EXCERPT PROVIDED:
· · · ·

Energy Committee Leaders to Secretary Haaland: Helium & Uranium are Critical Minerals

February 1, 2022

“Removing uranium and helium from the final list of critical minerals…would be a grave and costly mistake for our country, especially at a time when political tensions between the U.S. and Russia are at their highest level in generations.”

WASHINGTON, D.C. — Today, U.S. Senator John Barrasso (R-WY), ranking member of the Senate Committee on Energy and Natural Resources (ENR), along with Senator Mike Lee (R-UT), ranking member of the ENR Subcommittee on Public Lands, Forests, and Mining, sent a letter to Secretary of the Interior, Deb Haaland, opposing the United States Geological Survey’s (USGS) recent proposal to remove helium and uranium from the list of critical minerals.

· · · ·

INFORMATION GIVEN:
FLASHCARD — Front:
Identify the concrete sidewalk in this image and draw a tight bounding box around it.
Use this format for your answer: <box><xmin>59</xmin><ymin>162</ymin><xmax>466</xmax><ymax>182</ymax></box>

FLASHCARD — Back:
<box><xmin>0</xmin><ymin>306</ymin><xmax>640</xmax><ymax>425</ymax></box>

· · · ·

WHAT IS BEING ASKED: Reproduce the full text on the letter about helium and uranium as critical minerals word for word.

ANSWER:
Energy Committee Leaders to Secretary Haaland: Helium & Uranium are Critical Minerals

February 1, 2022

“Removing uranium and helium from the final list of critical minerals…would be a grave and costly mistake for our country, especially at a time when political tensions between the U.S. and Russia are at their highest level in generations.”

WASHINGTON, D.C. — Today, U.S. Senator John Barrasso (R-WY), ranking member of the Senate Committee on Energy and Natural Resources (ENR), along with Senator Mike Lee (R-UT), ranking member of the ENR Subcommittee on Public Lands, Forests, and Mining, sent a letter to Secretary of the Interior, Deb Haaland, opposing the United States Geological Survey’s (USGS) recent proposal to remove helium and uranium from the list of critical minerals.